### DIRECTIONS
Would you output all the lines below precisely as they stand, leaving each picture out?

□ □ □ □ □ □ □

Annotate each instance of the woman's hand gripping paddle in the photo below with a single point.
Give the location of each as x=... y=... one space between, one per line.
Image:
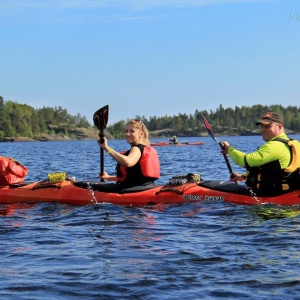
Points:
x=211 y=133
x=100 y=118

□ □ □ □ □ □ □

### TASK RESULT
Annotate each instance of the woman's hand gripping paddle in the photo below with a single point.
Give the location of each as x=... y=... one space between, one per line.
Image:
Points:
x=211 y=133
x=100 y=118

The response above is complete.